### What you will do
Please return every row below unchanged, line for line.

[Entries on finding named things]
⁂

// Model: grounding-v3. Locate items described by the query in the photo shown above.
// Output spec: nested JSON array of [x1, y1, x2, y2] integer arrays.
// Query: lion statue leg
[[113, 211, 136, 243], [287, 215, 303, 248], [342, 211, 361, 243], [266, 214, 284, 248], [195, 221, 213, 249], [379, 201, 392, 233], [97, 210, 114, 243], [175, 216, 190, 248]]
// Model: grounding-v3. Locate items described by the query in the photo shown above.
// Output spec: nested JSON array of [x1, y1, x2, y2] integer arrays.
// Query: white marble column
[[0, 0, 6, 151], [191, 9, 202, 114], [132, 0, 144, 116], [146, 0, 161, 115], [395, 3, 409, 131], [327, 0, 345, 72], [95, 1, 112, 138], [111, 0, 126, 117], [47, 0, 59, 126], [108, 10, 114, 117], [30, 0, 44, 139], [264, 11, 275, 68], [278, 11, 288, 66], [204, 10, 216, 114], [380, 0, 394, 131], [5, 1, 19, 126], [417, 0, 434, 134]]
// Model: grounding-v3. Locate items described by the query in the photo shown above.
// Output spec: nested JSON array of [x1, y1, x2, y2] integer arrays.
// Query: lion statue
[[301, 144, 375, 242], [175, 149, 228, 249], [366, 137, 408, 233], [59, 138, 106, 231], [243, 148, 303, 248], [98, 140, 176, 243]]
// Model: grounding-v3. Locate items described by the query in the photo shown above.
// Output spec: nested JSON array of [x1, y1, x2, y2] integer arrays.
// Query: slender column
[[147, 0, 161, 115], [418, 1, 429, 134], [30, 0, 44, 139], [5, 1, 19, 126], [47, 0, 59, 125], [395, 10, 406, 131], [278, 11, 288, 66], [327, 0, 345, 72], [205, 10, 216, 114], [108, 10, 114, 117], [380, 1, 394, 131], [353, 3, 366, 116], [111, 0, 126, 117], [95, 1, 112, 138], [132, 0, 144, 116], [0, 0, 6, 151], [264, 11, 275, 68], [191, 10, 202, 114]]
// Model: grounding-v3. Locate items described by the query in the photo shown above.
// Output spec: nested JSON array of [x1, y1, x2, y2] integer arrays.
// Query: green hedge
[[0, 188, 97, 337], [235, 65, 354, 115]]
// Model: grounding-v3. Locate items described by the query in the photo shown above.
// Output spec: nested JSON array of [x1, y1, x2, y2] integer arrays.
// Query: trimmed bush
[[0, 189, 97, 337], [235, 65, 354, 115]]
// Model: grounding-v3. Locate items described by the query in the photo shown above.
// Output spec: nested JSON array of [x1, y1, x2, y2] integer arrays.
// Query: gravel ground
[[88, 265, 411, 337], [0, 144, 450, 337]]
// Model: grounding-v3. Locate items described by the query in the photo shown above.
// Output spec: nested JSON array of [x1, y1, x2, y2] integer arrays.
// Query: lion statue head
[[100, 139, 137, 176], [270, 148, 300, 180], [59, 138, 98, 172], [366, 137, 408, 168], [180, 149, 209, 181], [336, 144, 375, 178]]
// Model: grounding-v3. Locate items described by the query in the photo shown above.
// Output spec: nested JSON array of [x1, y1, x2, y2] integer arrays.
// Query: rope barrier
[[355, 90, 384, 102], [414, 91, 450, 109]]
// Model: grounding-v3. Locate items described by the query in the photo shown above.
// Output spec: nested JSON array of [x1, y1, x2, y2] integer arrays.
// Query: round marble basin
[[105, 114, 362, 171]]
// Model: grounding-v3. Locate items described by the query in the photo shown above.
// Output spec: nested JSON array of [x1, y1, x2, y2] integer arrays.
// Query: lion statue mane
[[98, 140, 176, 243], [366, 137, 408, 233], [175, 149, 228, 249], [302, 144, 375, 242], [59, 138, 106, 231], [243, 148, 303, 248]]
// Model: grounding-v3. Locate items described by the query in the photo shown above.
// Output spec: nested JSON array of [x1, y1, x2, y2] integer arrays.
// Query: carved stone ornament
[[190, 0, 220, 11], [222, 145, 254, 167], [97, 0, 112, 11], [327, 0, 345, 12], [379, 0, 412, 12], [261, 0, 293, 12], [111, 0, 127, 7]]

⁂

### Exercise response
// Model: grounding-v3. Locate items described by the query in the photo shown above.
// Output spec: nested JSON array of [x1, y1, x2, y2] integer arrays.
// Query: lion statue leg
[[113, 211, 136, 243], [287, 215, 303, 248], [342, 211, 361, 243], [266, 214, 284, 248], [195, 221, 213, 249], [379, 201, 392, 233], [97, 210, 114, 243], [175, 216, 190, 248]]
// Model: grounding-v3. Locate items described by the query in the photo shown above.
// Output spec: nested JSON array of [x1, y1, x2, y2] integer arrays.
// Query: white marble column
[[0, 0, 6, 151], [191, 9, 202, 114], [132, 0, 144, 116], [146, 0, 161, 115], [395, 3, 409, 131], [327, 0, 345, 72], [95, 1, 112, 138], [111, 0, 126, 117], [47, 0, 59, 126], [108, 10, 114, 117], [30, 0, 44, 139], [264, 11, 275, 68], [278, 11, 288, 66], [204, 10, 216, 114], [380, 0, 394, 131], [5, 1, 19, 126], [417, 0, 434, 134]]
// Model: grounding-v3. Locate items described by the query in the photo shown above.
// Output spec: nested JSON array of [x1, y1, x2, y2] integer arrays.
// Query: lion statue
[[301, 144, 375, 242], [175, 149, 228, 249], [366, 137, 408, 233], [59, 138, 106, 231], [243, 148, 303, 248], [98, 140, 176, 243]]
// Model: grounding-v3. Locate items described by the query in the photo shown above.
// Output spec: nested JSON array of [x1, y1, x2, y2] integer arrays.
// Query: slender column
[[147, 0, 161, 115], [418, 1, 429, 134], [30, 0, 44, 139], [5, 1, 19, 126], [47, 0, 59, 125], [395, 10, 406, 131], [278, 11, 288, 66], [327, 0, 345, 72], [205, 10, 216, 114], [108, 10, 114, 117], [380, 1, 394, 131], [353, 3, 366, 116], [111, 0, 126, 117], [95, 1, 112, 138], [132, 0, 144, 116], [0, 0, 6, 151], [264, 11, 275, 68], [191, 10, 202, 114]]
// Model: grounding-v3. Locate items described by the query in the photo shown above.
// Output spec: nested JSON array of [x1, y1, x2, y2] integer arrays.
// Query: green hedge
[[0, 188, 97, 337], [235, 65, 354, 115]]
// Model: grounding-v3. Locate items described by the query in the photo shown above.
// Output spec: nested JSON array of [x1, y1, x2, y2] integer arrays.
// Query: trimmed bush
[[0, 189, 97, 337], [235, 65, 354, 115]]
// Model: grounding-v3. Locate items described by the query in the photo shown above.
// Output spec: nested JSON array of [x1, y1, x2, y2] integer arrays.
// Query: gravel ground
[[88, 265, 411, 337], [0, 144, 450, 337]]
// Model: grounding-v3. Locate items described by the query in the photo shown above.
// Output spec: nested JSON array of [x1, y1, x2, y2] integer arrays.
// Query: lion statue head
[[100, 139, 137, 176], [270, 148, 300, 180], [59, 138, 98, 172], [366, 137, 408, 168], [180, 149, 209, 181], [336, 144, 375, 178]]
// Model: grounding-v3. Locate items described by the query in the photo shown above.
// Output spec: nested JSON array of [x1, y1, x2, y2] integer arrays.
// Query: rope barrier
[[355, 90, 384, 102], [414, 91, 450, 109]]
// Model: grounding-v3. Locate items described by the query in the photo shown above.
// Output spec: nested JSON array of [x1, y1, x2, y2] integer arrays.
// Query: round marble basin
[[105, 114, 362, 171]]
// Model: grounding-v3. Locate items described by the query in the photo shown above.
// Output spec: nested JSON array of [x1, y1, x2, y2] integer arrays.
// Query: lion statue mane
[[98, 140, 176, 243], [366, 137, 408, 233], [175, 149, 228, 249], [302, 144, 375, 242], [59, 138, 106, 231], [243, 148, 303, 248]]
// Model: grounding-v3. Locate items described by the query in the photo shown above.
// Output spec: nested JSON array of [x1, y1, x2, y2] integer arrays.
// Query: carved stone ornament
[[190, 0, 220, 11], [222, 145, 254, 167], [97, 0, 112, 11], [327, 0, 345, 12], [379, 0, 412, 12], [261, 0, 293, 12], [111, 0, 127, 7]]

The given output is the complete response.